Collection entries
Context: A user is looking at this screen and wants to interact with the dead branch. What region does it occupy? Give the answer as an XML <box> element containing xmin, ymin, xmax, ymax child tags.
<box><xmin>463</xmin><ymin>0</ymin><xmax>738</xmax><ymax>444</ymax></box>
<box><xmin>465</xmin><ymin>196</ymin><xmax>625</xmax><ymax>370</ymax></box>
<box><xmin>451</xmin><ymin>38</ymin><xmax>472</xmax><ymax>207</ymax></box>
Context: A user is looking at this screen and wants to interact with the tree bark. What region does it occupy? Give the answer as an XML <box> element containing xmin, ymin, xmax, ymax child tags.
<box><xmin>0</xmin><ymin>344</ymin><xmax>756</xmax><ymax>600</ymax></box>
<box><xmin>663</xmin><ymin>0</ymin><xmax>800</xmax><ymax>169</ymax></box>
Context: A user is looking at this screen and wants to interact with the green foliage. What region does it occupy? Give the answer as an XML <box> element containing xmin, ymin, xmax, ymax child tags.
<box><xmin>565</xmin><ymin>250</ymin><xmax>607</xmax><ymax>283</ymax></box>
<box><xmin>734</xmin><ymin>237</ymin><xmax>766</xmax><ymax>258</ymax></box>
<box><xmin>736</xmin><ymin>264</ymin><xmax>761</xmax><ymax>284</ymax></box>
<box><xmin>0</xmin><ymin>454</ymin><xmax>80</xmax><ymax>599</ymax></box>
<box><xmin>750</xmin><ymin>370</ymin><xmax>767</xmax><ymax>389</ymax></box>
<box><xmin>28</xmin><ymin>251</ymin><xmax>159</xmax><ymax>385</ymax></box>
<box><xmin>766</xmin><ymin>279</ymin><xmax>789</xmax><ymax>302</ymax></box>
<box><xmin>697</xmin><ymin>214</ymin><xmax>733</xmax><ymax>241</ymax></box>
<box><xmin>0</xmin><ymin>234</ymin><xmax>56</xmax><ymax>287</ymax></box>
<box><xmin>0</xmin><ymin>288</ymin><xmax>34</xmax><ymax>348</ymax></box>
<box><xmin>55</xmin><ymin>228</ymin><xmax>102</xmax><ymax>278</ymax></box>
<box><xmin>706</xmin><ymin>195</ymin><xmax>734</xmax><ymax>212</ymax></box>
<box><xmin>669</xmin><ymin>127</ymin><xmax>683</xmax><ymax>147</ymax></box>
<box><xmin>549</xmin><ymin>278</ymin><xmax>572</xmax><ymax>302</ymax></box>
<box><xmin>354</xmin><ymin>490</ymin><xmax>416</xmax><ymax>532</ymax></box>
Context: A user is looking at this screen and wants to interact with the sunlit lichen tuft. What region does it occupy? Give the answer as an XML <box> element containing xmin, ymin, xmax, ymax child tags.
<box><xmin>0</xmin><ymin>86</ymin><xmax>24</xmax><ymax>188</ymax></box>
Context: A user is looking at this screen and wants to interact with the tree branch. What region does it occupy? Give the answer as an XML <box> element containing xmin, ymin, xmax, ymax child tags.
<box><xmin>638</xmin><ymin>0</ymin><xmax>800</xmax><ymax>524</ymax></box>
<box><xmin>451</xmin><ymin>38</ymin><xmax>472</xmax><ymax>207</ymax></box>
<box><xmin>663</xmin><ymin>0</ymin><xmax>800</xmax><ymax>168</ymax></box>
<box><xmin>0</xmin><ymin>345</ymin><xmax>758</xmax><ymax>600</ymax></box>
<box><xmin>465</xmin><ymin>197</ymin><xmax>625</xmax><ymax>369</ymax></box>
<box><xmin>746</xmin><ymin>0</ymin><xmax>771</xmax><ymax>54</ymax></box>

§ TASK STATEMENT
Transcribe each entry above exactly as it reads.

§ REPLY TO THE TASK
Context: A user is looking at this screen and wants to interact with the dead branch. What region does it occupy? Give the answer as an XML <box> element containing xmin, ymin, xmax, ymax child tags.
<box><xmin>463</xmin><ymin>0</ymin><xmax>738</xmax><ymax>444</ymax></box>
<box><xmin>465</xmin><ymin>196</ymin><xmax>625</xmax><ymax>370</ymax></box>
<box><xmin>451</xmin><ymin>38</ymin><xmax>472</xmax><ymax>207</ymax></box>
Context: A user is looking at this screen and wants to interact with the tree bark. What region does it occupy? Give the answer as an XML <box> element containing xmin, ymin, xmax, ymax child tags.
<box><xmin>0</xmin><ymin>344</ymin><xmax>756</xmax><ymax>600</ymax></box>
<box><xmin>663</xmin><ymin>0</ymin><xmax>800</xmax><ymax>169</ymax></box>
Context: A user is looking at this screen and wants to interact with the green foliage. What region does it occupy? Give the answer as an XML <box> element containing xmin, ymin, xmax, ymax child tags.
<box><xmin>565</xmin><ymin>250</ymin><xmax>607</xmax><ymax>283</ymax></box>
<box><xmin>734</xmin><ymin>237</ymin><xmax>766</xmax><ymax>258</ymax></box>
<box><xmin>736</xmin><ymin>264</ymin><xmax>761</xmax><ymax>284</ymax></box>
<box><xmin>0</xmin><ymin>454</ymin><xmax>80</xmax><ymax>599</ymax></box>
<box><xmin>750</xmin><ymin>370</ymin><xmax>767</xmax><ymax>389</ymax></box>
<box><xmin>28</xmin><ymin>251</ymin><xmax>159</xmax><ymax>385</ymax></box>
<box><xmin>766</xmin><ymin>279</ymin><xmax>789</xmax><ymax>302</ymax></box>
<box><xmin>697</xmin><ymin>214</ymin><xmax>733</xmax><ymax>241</ymax></box>
<box><xmin>0</xmin><ymin>234</ymin><xmax>56</xmax><ymax>287</ymax></box>
<box><xmin>0</xmin><ymin>288</ymin><xmax>34</xmax><ymax>348</ymax></box>
<box><xmin>55</xmin><ymin>228</ymin><xmax>102</xmax><ymax>278</ymax></box>
<box><xmin>706</xmin><ymin>195</ymin><xmax>734</xmax><ymax>212</ymax></box>
<box><xmin>669</xmin><ymin>127</ymin><xmax>683</xmax><ymax>147</ymax></box>
<box><xmin>549</xmin><ymin>278</ymin><xmax>572</xmax><ymax>302</ymax></box>
<box><xmin>354</xmin><ymin>490</ymin><xmax>416</xmax><ymax>532</ymax></box>
Context: A user is looking at this screen and wants to interact with the sunlit lichen tuft. What region does it occupy? Give the answer as an XML <box> element containing xmin, ymin, xmax, ymax child tags.
<box><xmin>0</xmin><ymin>86</ymin><xmax>24</xmax><ymax>188</ymax></box>
Context: A user is looking at this screen and wants to interact with the tree branch. What region does it occupy? Give the answer as an XML <box> element containing xmin, ymin, xmax, ymax child tags.
<box><xmin>638</xmin><ymin>0</ymin><xmax>800</xmax><ymax>524</ymax></box>
<box><xmin>451</xmin><ymin>38</ymin><xmax>472</xmax><ymax>207</ymax></box>
<box><xmin>663</xmin><ymin>0</ymin><xmax>800</xmax><ymax>168</ymax></box>
<box><xmin>0</xmin><ymin>345</ymin><xmax>758</xmax><ymax>600</ymax></box>
<box><xmin>465</xmin><ymin>197</ymin><xmax>625</xmax><ymax>369</ymax></box>
<box><xmin>746</xmin><ymin>0</ymin><xmax>771</xmax><ymax>54</ymax></box>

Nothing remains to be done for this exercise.